REQUIREMENT:
The lines to extract start at the one containing "Target: white wall" and end with the last line; give them exactly and nothing more.
** start of RECORDS FOR THIS EXERCISE **
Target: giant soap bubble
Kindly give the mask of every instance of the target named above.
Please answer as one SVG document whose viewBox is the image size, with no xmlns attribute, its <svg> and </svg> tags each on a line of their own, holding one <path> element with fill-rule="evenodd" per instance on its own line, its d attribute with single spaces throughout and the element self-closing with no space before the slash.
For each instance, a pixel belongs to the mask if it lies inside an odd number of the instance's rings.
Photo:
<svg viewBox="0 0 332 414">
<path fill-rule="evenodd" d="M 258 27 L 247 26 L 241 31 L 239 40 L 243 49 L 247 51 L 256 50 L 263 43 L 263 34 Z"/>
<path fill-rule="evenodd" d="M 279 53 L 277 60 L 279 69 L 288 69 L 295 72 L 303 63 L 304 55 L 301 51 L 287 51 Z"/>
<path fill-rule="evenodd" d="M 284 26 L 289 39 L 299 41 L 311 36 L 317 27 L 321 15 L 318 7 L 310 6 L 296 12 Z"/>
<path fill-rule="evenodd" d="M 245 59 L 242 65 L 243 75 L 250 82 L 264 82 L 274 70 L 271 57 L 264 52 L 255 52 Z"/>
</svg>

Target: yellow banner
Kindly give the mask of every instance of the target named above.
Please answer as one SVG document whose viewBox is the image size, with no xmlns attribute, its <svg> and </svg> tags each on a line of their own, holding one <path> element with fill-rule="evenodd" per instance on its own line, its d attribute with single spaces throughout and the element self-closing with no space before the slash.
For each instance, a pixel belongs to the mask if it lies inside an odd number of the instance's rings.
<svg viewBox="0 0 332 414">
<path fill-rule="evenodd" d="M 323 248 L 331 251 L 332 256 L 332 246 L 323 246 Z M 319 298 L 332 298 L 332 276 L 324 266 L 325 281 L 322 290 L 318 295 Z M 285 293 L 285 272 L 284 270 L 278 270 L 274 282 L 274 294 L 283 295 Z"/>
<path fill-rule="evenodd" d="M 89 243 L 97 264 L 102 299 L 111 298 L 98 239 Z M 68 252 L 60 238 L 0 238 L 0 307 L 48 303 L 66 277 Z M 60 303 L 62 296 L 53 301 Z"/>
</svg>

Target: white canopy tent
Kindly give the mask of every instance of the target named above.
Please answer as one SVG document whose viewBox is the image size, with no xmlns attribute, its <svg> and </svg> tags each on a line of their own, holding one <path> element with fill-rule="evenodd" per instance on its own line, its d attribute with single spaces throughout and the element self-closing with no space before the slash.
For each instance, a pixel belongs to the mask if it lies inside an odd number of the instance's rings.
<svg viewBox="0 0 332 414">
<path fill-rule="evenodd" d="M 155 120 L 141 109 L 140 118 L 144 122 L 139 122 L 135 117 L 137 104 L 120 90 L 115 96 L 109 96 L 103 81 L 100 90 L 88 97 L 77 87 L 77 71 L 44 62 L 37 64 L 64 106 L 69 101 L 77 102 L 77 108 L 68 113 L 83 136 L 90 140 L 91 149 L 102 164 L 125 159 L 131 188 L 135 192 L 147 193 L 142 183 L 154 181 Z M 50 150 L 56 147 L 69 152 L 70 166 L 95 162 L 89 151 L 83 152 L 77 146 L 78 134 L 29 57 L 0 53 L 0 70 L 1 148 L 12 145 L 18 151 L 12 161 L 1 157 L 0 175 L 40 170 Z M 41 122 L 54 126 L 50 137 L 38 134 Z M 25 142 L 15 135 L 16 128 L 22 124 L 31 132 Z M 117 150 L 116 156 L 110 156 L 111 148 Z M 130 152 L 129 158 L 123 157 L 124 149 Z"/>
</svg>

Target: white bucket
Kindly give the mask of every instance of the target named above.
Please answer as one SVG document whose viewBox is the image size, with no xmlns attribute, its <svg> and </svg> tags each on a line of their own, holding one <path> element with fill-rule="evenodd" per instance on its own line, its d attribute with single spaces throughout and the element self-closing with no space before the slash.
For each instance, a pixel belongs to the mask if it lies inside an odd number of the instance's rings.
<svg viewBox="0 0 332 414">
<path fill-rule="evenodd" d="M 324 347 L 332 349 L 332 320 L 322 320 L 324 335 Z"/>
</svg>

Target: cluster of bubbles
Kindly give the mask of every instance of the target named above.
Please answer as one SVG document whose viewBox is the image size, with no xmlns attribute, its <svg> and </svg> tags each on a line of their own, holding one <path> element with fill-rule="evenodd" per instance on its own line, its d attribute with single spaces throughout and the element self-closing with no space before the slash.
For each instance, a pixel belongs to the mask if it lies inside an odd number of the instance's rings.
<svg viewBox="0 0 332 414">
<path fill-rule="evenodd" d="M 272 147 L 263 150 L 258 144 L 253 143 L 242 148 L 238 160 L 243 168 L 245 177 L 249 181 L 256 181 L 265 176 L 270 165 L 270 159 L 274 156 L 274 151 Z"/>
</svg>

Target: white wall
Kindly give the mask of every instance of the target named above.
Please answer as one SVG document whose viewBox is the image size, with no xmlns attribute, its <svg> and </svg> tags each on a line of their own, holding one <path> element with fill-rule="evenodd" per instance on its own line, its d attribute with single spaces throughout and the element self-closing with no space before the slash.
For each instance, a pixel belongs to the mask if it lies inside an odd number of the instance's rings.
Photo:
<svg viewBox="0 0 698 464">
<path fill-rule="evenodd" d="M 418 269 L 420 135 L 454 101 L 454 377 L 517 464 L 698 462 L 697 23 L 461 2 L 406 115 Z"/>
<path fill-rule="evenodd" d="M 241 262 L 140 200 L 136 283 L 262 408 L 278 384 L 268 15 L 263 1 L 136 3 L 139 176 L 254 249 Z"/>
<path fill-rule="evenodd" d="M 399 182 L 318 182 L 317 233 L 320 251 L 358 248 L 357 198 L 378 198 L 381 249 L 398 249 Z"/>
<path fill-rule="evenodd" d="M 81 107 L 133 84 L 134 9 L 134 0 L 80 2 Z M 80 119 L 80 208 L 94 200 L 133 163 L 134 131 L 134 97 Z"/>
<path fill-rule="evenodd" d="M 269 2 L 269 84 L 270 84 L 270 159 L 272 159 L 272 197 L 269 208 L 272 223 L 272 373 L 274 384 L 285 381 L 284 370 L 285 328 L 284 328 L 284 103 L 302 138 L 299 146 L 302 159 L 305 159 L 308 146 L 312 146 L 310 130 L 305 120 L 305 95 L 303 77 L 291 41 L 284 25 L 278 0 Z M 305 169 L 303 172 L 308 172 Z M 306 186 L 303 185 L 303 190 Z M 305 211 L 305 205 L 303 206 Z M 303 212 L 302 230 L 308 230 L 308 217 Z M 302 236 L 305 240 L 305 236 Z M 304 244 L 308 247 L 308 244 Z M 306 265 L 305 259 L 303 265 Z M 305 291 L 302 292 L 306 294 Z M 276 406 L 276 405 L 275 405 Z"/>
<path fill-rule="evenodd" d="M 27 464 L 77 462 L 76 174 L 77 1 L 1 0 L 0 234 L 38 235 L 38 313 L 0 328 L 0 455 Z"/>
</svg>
** end of RECORDS FOR THIS EXERCISE **
RESULT:
Target: white wall
Kindly give the mask of every instance of the target named above.
Please answer as one SVG document whose viewBox is the image size, with no xmlns attribute, its <svg> and </svg> tags each on a line of their own, holding one <path> element with fill-rule="evenodd" per instance on its own line, its d attribute with single spaces throughout and the element self-closing with no space before the slash.
For each instance, a pixel belongs to the mask if it lies inside an odd number of the instance's rings.
Photo:
<svg viewBox="0 0 698 464">
<path fill-rule="evenodd" d="M 418 269 L 420 135 L 454 101 L 454 377 L 517 464 L 698 462 L 697 23 L 461 2 L 406 115 Z"/>
<path fill-rule="evenodd" d="M 241 262 L 140 200 L 136 283 L 262 408 L 278 384 L 268 15 L 263 1 L 136 3 L 139 176 L 254 249 Z"/>
<path fill-rule="evenodd" d="M 399 182 L 318 182 L 317 233 L 320 251 L 358 248 L 357 198 L 378 198 L 381 249 L 398 249 Z"/>
<path fill-rule="evenodd" d="M 81 107 L 133 84 L 134 9 L 134 0 L 80 2 Z M 80 119 L 80 208 L 94 200 L 133 163 L 134 131 L 134 97 Z"/>
<path fill-rule="evenodd" d="M 269 2 L 269 84 L 270 84 L 270 159 L 272 159 L 272 197 L 269 208 L 272 223 L 272 373 L 274 384 L 285 381 L 284 370 L 285 328 L 284 328 L 284 103 L 302 138 L 299 146 L 302 159 L 305 159 L 308 146 L 312 146 L 310 130 L 305 120 L 305 95 L 303 77 L 291 41 L 284 25 L 278 0 Z M 305 169 L 303 172 L 308 172 Z M 306 186 L 303 185 L 303 190 Z M 305 211 L 305 205 L 303 206 Z M 303 212 L 302 230 L 308 230 L 308 217 Z M 302 236 L 305 240 L 305 236 Z M 304 244 L 308 247 L 308 244 Z M 306 265 L 305 259 L 303 265 Z M 305 291 L 302 292 L 306 294 Z M 276 406 L 276 405 L 275 405 Z"/>
<path fill-rule="evenodd" d="M 27 464 L 77 462 L 76 174 L 77 1 L 1 0 L 0 234 L 38 235 L 38 313 L 0 328 L 0 455 Z"/>
</svg>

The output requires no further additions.